INSTRUCTION
Please pick out and copy every line in the rows below that contains the string "deck". Case counts.

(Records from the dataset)
^^^^^^^^^^^^^^^^

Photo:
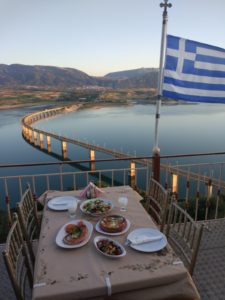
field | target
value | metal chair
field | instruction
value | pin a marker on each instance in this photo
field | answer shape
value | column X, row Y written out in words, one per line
column 157, row 203
column 17, row 261
column 28, row 217
column 184, row 235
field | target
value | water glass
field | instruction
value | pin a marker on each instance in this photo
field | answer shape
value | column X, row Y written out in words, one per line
column 72, row 207
column 123, row 201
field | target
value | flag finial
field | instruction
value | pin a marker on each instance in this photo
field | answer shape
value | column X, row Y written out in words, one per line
column 165, row 5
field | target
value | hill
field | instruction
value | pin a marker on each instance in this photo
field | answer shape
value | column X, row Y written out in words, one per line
column 17, row 75
column 131, row 73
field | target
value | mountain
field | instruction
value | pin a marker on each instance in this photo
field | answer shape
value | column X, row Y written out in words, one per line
column 131, row 73
column 17, row 75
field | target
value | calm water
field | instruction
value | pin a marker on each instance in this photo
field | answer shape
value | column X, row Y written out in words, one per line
column 182, row 129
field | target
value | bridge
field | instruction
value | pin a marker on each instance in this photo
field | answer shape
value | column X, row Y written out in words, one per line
column 36, row 137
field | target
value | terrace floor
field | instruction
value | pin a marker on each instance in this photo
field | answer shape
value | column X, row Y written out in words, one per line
column 209, row 275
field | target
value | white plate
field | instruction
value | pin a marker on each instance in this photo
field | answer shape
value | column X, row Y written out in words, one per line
column 61, row 203
column 61, row 234
column 98, row 228
column 150, row 246
column 99, row 238
column 83, row 203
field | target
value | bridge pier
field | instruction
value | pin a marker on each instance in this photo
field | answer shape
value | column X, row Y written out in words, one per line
column 41, row 137
column 174, row 183
column 92, row 154
column 35, row 138
column 64, row 149
column 132, row 170
column 48, row 143
column 92, row 157
column 30, row 135
column 26, row 133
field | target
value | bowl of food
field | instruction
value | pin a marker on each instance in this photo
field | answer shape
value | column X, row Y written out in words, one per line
column 109, row 247
column 74, row 234
column 96, row 207
column 113, row 224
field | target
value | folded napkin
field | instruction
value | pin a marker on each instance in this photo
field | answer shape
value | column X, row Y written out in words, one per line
column 91, row 191
column 142, row 239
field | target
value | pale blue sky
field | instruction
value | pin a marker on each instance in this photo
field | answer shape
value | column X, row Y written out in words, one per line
column 101, row 36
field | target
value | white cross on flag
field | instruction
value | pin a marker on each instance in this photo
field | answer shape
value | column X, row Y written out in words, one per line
column 194, row 71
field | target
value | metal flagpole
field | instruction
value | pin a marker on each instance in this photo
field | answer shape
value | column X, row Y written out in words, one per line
column 156, row 149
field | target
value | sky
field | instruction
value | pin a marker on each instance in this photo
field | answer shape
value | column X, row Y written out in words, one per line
column 102, row 36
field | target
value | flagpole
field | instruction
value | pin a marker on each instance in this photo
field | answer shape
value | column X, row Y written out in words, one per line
column 156, row 149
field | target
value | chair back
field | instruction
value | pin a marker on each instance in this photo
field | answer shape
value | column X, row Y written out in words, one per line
column 157, row 203
column 17, row 261
column 27, row 213
column 184, row 234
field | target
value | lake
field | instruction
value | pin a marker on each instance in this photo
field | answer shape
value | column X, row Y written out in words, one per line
column 186, row 128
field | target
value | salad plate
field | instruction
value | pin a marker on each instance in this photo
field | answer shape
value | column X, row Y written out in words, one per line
column 147, row 239
column 61, row 202
column 113, row 225
column 74, row 234
column 96, row 207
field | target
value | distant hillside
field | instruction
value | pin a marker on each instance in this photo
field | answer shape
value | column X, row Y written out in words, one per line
column 131, row 73
column 17, row 75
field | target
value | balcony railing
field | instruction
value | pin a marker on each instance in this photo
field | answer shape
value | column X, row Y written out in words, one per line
column 198, row 187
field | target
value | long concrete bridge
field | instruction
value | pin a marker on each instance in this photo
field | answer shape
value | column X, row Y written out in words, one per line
column 36, row 137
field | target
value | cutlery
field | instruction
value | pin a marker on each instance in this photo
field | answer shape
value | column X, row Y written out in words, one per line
column 59, row 204
column 142, row 240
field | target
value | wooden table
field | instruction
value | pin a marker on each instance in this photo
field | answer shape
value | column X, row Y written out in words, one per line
column 81, row 273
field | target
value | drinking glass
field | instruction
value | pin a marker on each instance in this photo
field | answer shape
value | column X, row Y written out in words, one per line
column 123, row 201
column 72, row 207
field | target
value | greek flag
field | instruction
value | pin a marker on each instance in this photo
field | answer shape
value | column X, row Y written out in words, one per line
column 194, row 71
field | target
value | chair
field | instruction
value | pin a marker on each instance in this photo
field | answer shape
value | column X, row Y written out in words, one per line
column 157, row 203
column 27, row 213
column 16, row 260
column 184, row 235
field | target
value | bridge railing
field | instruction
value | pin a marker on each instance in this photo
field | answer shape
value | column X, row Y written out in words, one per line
column 198, row 187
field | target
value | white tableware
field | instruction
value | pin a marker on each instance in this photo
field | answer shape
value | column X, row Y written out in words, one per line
column 61, row 202
column 123, row 201
column 88, row 206
column 62, row 233
column 156, row 240
column 72, row 208
column 98, row 229
column 103, row 238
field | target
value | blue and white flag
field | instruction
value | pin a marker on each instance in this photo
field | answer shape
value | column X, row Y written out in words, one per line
column 194, row 71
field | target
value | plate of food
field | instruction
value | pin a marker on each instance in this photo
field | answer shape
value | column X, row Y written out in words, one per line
column 146, row 239
column 109, row 247
column 61, row 203
column 74, row 234
column 113, row 225
column 96, row 207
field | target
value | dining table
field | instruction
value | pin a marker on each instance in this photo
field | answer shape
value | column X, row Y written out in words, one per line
column 85, row 273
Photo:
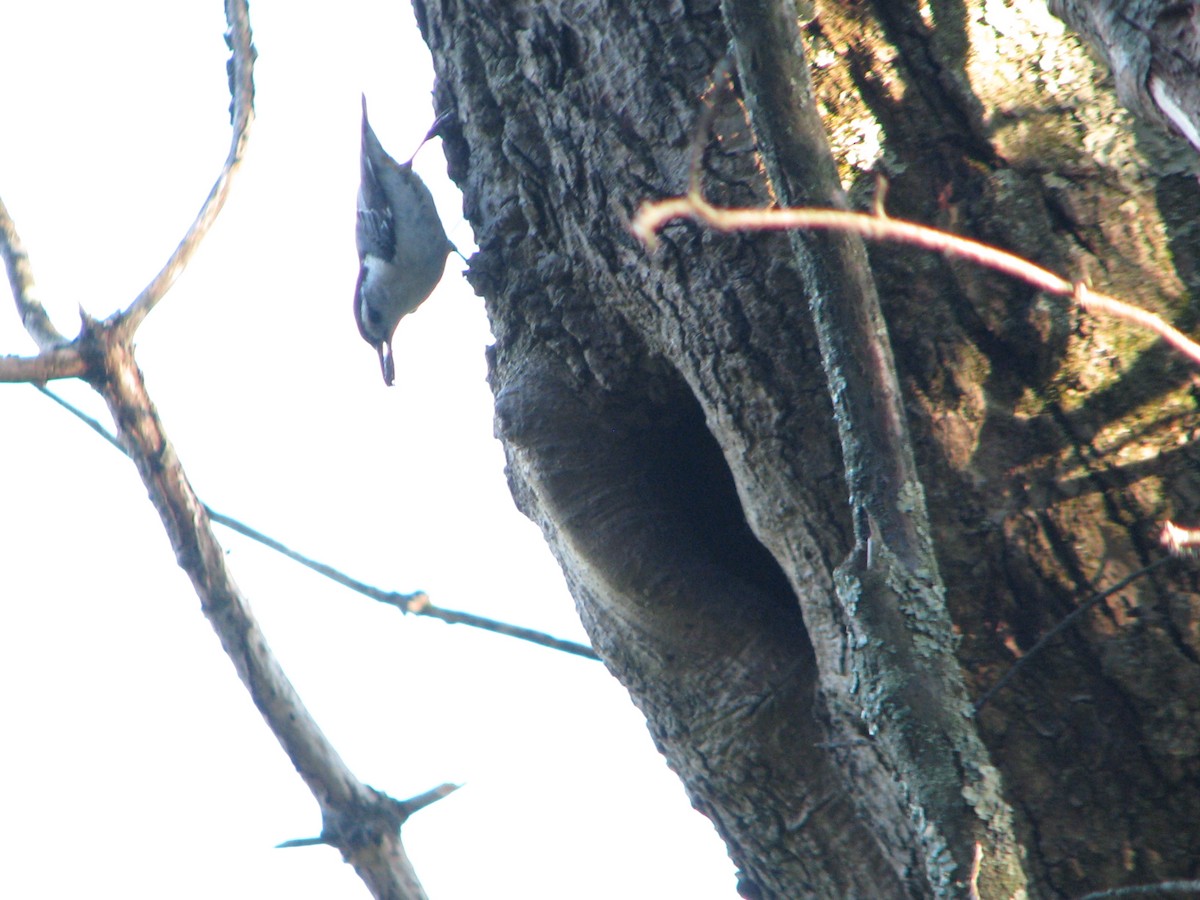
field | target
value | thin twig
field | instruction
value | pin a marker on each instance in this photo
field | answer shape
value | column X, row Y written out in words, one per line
column 417, row 603
column 653, row 216
column 241, row 87
column 24, row 293
column 1164, row 887
column 1067, row 622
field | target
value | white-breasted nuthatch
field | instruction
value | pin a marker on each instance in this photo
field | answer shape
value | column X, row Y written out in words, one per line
column 402, row 246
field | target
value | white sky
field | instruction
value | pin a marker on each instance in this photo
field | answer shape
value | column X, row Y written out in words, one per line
column 136, row 765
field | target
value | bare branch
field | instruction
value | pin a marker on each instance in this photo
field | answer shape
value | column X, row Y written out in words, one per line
column 241, row 87
column 361, row 822
column 1067, row 622
column 1163, row 887
column 21, row 277
column 653, row 216
column 61, row 363
column 417, row 603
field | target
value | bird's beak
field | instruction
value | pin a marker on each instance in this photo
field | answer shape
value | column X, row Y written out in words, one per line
column 387, row 363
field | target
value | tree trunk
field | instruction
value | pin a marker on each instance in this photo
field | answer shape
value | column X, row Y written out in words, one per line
column 681, row 426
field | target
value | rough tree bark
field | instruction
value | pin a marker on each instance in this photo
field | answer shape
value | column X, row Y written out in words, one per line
column 673, row 424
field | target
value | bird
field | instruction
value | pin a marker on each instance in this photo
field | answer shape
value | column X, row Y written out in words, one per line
column 402, row 245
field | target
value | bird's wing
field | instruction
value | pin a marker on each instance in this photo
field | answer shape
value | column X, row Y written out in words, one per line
column 375, row 233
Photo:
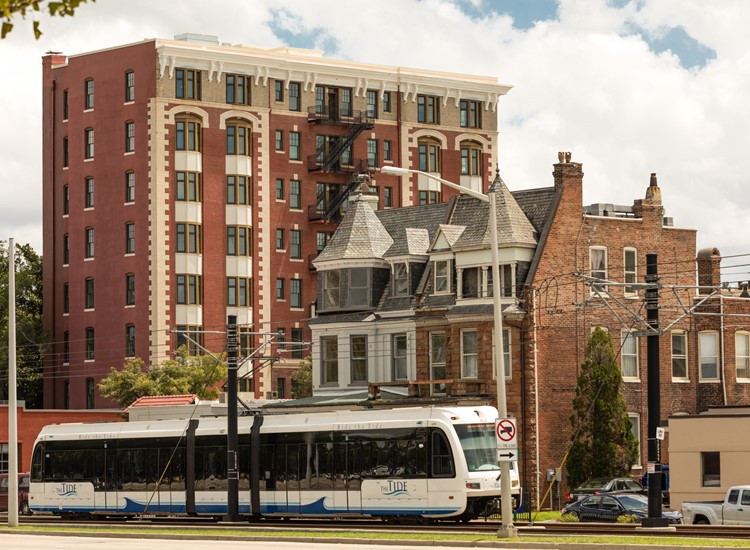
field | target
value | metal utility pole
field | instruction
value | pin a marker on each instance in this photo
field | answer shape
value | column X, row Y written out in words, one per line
column 654, row 518
column 233, row 480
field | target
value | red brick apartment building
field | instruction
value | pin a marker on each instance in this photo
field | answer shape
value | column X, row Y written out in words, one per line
column 187, row 180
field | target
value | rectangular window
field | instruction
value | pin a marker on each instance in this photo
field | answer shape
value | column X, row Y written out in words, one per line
column 295, row 194
column 89, row 91
column 294, row 148
column 470, row 115
column 329, row 359
column 294, row 97
column 89, row 293
column 598, row 265
column 629, row 355
column 399, row 365
column 189, row 289
column 129, row 86
column 298, row 346
column 88, row 139
column 129, row 186
column 400, row 279
column 89, row 240
column 631, row 271
column 187, row 84
column 130, row 289
column 129, row 136
column 469, row 354
column 679, row 356
column 387, row 197
column 437, row 362
column 89, row 185
column 279, row 140
column 372, row 103
column 295, row 244
column 428, row 109
column 89, row 343
column 358, row 354
column 711, row 469
column 372, row 152
column 295, row 293
column 331, row 288
column 129, row 238
column 188, row 186
column 742, row 355
column 708, row 343
column 442, row 276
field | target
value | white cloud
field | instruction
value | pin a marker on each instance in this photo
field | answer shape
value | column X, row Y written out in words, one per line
column 585, row 83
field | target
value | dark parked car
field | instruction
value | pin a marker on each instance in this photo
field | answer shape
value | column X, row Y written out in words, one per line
column 609, row 507
column 23, row 493
column 597, row 485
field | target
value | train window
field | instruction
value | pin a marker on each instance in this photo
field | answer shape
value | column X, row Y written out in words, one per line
column 442, row 461
column 479, row 444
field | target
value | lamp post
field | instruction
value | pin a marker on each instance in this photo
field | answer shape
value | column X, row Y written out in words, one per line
column 12, row 398
column 507, row 529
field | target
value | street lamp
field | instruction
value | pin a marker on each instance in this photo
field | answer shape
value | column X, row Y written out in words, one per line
column 507, row 529
column 12, row 423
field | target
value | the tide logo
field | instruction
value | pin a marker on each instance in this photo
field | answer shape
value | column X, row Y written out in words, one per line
column 67, row 490
column 394, row 488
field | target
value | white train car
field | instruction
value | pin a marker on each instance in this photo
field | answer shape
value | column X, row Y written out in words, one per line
column 430, row 462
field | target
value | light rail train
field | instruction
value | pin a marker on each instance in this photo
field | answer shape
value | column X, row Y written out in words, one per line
column 428, row 462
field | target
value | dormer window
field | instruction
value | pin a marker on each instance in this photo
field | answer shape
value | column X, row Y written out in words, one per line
column 400, row 279
column 331, row 285
column 442, row 276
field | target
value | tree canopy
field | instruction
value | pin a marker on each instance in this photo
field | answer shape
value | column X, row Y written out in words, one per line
column 603, row 441
column 11, row 8
column 31, row 340
column 185, row 374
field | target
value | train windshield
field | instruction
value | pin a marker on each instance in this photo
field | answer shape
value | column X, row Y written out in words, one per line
column 479, row 444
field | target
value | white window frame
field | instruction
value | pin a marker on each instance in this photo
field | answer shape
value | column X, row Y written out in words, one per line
column 702, row 341
column 444, row 277
column 630, row 276
column 742, row 359
column 469, row 356
column 600, row 272
column 628, row 356
column 684, row 356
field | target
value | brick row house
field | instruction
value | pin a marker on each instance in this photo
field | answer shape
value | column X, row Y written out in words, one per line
column 405, row 301
column 187, row 180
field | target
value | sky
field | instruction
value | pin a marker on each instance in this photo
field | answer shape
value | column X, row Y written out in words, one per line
column 629, row 87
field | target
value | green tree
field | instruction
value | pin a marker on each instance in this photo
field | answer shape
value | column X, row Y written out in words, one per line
column 31, row 339
column 603, row 441
column 302, row 379
column 11, row 8
column 185, row 374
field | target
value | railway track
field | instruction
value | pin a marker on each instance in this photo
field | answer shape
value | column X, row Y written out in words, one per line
column 474, row 527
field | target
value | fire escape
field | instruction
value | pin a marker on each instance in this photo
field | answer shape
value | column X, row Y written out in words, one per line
column 336, row 158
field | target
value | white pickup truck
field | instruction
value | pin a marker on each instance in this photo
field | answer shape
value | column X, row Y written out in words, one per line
column 733, row 510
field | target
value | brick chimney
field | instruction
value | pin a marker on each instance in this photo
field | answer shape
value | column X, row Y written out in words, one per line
column 709, row 269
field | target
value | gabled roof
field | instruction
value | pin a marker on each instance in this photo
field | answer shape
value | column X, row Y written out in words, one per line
column 360, row 235
column 513, row 227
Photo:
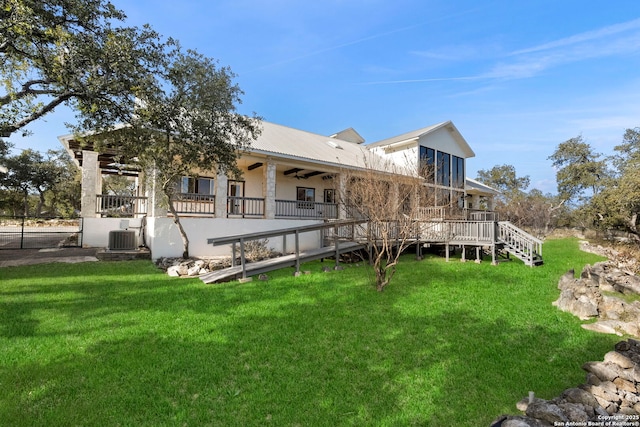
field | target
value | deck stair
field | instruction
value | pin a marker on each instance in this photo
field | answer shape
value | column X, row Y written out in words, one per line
column 519, row 243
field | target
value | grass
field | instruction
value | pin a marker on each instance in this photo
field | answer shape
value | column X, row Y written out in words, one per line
column 120, row 344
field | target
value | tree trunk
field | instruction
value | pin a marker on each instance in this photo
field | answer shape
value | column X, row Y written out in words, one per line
column 183, row 233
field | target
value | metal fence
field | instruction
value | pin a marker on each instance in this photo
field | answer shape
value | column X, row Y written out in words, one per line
column 20, row 232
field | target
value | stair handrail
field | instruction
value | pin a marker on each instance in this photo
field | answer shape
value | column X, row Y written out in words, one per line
column 531, row 245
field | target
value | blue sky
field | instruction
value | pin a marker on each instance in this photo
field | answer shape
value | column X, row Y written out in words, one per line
column 516, row 77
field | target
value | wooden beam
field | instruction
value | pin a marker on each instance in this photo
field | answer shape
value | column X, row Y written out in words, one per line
column 310, row 174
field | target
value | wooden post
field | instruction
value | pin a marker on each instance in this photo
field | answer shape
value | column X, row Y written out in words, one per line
column 297, row 251
column 335, row 242
column 242, row 260
column 233, row 255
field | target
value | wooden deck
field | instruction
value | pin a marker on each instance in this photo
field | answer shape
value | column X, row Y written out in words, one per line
column 479, row 234
column 291, row 260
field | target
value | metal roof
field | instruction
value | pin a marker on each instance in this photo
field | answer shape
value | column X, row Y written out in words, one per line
column 293, row 143
column 413, row 136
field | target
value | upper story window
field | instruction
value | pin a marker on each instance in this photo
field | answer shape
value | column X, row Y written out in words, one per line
column 305, row 197
column 457, row 172
column 441, row 168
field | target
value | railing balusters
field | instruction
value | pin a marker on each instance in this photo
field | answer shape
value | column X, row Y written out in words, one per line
column 110, row 205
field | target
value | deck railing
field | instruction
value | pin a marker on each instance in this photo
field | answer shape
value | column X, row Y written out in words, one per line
column 109, row 205
column 300, row 209
column 192, row 203
column 481, row 215
column 244, row 207
column 519, row 240
column 470, row 232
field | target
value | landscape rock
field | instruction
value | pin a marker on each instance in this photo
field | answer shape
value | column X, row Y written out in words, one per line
column 612, row 388
column 585, row 298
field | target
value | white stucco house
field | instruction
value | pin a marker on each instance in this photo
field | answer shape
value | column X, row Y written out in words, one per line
column 289, row 179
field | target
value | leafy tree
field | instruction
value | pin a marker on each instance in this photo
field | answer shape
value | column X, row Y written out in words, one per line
column 19, row 175
column 71, row 52
column 392, row 221
column 618, row 203
column 30, row 172
column 579, row 169
column 64, row 195
column 188, row 122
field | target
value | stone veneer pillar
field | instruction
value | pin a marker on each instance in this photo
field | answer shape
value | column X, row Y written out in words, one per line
column 269, row 190
column 155, row 198
column 341, row 195
column 91, row 184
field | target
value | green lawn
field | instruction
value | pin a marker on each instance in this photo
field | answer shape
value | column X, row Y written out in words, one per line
column 446, row 344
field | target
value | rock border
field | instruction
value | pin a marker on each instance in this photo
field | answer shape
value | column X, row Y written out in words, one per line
column 610, row 396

^^^^^^^^^^^^^^^^

REPLY TO THE TASK
value | deck stair
value | wooden deck
value | deck railing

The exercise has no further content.